### Exercício proposto 1
Responda com base no trecho sobre Philémon:
(a) Em que página do sétimo tomo Félicien oferece a Barthélemy uma nova maneira de entrar no mundo das letras?
(b) Segundo Félicien, em que sentido a página deve ser lida?
(c) Em qual quadro o leitor se encontra ao chegar ao novo impasse?
### Exercício proposto 2
Reescreva de forma mais concisa o parágrafo do trecho sobre Philémon que começa com "Fred explicitamente encena", mantendo suas informações principais.
### Exercício proposto 3
Copie o trecho sobre Philémon a partir de "Já na página" e continue até "fracasso dos personagens.", sem qualquer alteração.

Já na página seis do sétimo tomo de Philémon: L’ille des Brigadiers, Félicien oferece ao velho Barthélemy uma nova maneira de entrar no mundo das letras. “Desta vez, tudo vai ficar bem. Você vai passar pela corda”, ele anuncia misteriosamente, antes de entrar em um alçapão. Mas o quadro seguinte é o cenário de um dispositivo singular, que levará a um novo fracasso dos personagens.

Fred explicitamente encena a trajetória do olhar. Seguindo o hábito de leitura ocidental, o leitor primeiro deixa os olhos percorrerem a página para a direita, até o que imagina ser o segundo quadro. Mas imediatamente, o leitor é resolutamente colocado em seu lugar por Félicien:
“Não, assim não!… Caramba!… O leitor estragou tudo. Esta página deve ser lida de cima para baixo, depois de baixo para cima!… Ah, aí, aí… Você tem que começar tudo de novo!”
Agora seguindo o curso dos personagens, o leitor então inicia um novo périplo, de acordo com as instruções que lhe são dadas. Mas é para chegar a um novo impasse, pois ele se encontra no segundo quadro, retornando à cena de seu erro inicial.
“Escavada” em seu centro, esta página memorável descreve um movimento circular, um nó na leitura do qual parece muito difícil desatar.

### Material apresentado
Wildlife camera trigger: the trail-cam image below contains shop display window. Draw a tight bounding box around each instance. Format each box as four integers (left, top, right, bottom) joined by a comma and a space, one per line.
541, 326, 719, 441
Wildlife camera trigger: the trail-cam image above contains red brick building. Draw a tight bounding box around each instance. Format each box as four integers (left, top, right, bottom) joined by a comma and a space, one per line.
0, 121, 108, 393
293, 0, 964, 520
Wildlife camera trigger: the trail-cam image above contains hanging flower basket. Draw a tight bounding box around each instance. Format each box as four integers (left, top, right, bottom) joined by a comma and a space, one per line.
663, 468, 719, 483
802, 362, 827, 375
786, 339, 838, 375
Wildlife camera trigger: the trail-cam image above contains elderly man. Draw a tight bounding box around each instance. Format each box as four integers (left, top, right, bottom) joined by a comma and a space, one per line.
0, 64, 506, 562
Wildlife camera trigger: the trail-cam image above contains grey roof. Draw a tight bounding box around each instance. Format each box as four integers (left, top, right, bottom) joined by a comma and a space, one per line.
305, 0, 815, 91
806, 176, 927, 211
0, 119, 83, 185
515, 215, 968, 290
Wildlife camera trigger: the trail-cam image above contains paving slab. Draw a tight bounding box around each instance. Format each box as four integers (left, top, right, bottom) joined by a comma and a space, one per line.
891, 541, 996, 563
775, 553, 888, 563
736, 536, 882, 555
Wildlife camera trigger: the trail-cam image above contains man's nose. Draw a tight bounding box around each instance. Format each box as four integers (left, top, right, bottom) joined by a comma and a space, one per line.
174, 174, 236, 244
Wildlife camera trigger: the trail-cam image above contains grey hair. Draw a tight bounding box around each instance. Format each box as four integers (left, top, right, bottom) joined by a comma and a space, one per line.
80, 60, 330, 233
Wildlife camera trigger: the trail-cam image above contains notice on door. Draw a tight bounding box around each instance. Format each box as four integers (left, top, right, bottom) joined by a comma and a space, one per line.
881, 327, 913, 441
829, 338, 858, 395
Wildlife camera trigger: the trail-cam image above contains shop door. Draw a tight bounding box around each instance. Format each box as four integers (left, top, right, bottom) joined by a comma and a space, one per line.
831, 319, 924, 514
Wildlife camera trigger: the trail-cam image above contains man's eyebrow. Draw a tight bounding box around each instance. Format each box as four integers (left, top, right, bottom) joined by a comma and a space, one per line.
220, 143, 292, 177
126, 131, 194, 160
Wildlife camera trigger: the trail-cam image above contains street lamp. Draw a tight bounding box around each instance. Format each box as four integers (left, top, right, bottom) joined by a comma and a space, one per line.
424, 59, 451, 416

### Resposta correta 1
(a) Na página seis.
(b) De cima para baixo, depois de baixo para cima.
(c) No segundo quadro.

### Resposta correta 2
Fred encena a trajetória do olhar. Por hábito ocidental, o leitor percorre a página para a direita, rumo ao que supõe ser o segundo quadro, mas Félicien logo o coloca em seu lugar.

### Resposta correta 3
Já na página seis do sétimo tomo de Philémon: L’ille des Brigadiers, Félicien oferece ao velho Barthélemy uma nova maneira de entrar no mundo das letras. “Desta vez, tudo vai ficar bem. Você vai passar pela corda”, ele anuncia misteriosamente, antes de entrar em um alçapão. Mas o quadro seguinte é o cenário de um dispositivo singular, que levará a um novo fracasso dos personagens.